Copy every line of the material from its start up to and including the line with "point(323, 245)". Scale only the coordinates in the answer points by 0.65 and round them to whole numbers, halves up, leaving all other lines as they are.

(Object position labeling entries)
####################

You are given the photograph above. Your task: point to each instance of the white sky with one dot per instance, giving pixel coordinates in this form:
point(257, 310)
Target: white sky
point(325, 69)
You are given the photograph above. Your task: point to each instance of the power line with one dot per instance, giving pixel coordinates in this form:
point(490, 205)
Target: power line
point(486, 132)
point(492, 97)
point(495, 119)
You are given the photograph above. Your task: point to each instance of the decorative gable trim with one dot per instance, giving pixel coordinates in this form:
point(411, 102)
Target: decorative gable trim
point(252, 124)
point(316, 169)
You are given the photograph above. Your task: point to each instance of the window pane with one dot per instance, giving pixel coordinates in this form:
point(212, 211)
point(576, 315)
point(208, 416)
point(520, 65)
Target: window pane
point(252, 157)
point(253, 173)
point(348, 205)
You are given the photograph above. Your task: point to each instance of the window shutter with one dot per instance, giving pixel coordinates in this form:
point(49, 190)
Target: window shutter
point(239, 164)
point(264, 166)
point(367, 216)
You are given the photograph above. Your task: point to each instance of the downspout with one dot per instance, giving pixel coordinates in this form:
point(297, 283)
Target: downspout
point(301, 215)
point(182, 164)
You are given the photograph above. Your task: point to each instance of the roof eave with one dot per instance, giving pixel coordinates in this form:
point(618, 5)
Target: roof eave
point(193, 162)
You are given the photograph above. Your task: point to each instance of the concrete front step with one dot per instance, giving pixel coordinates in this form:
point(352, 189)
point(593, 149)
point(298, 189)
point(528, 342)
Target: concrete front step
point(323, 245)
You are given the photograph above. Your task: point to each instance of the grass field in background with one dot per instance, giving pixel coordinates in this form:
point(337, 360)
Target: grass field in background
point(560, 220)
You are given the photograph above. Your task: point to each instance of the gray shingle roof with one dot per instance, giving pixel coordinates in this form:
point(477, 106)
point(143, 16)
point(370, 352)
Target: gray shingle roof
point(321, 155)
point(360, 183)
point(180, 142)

####################

REPLY =>
You are given the photograph above. Your task: point to each instance of the white sky with one dot per instance, giving pixel coordinates in this form:
point(257, 310)
Target: white sky
point(211, 45)
You are given the photograph above. Your task: point to each instance of the power line with one dot per instance, giving pixel coordinates in this form:
point(490, 205)
Target: power line
point(316, 86)
point(320, 63)
point(322, 77)
You are given the photograph above. Your task: point to each instance of the decorative gable trim with one dot per instance, giving pixel coordinates in this form:
point(411, 102)
Target: decorative gable trim
point(164, 81)
point(205, 110)
You are given the photograph above. Your task: point to each instance of the window pane with one dot per instance, giving pixel coordinates in this form:
point(212, 211)
point(576, 315)
point(208, 416)
point(520, 65)
Target: window pane
point(164, 102)
point(164, 112)
point(226, 133)
You are given the photograph above. Your task: point to each instance of the window shutter with one dot per instance, giving pixel coordinates in this form:
point(49, 190)
Target: window shutter
point(155, 107)
point(172, 108)
point(239, 140)
You are given the photograph above. Your task: point to each instance of the downspout with one dot per instance, giving pixel coordinates in this form:
point(297, 283)
Target: downspout
point(196, 140)
point(118, 107)
You are given the photograph above. Your task: point to each instance of the roof eave with one dot per instance, giving pixel coordinates in this form:
point(618, 5)
Target: roof eave
point(125, 105)
You are given the photograph above. Your task: point to each instance of the concrete front step with one dot per instance, giving pixel coordinates in this form:
point(352, 189)
point(593, 149)
point(298, 189)
point(528, 342)
Target: concrete front step
point(210, 159)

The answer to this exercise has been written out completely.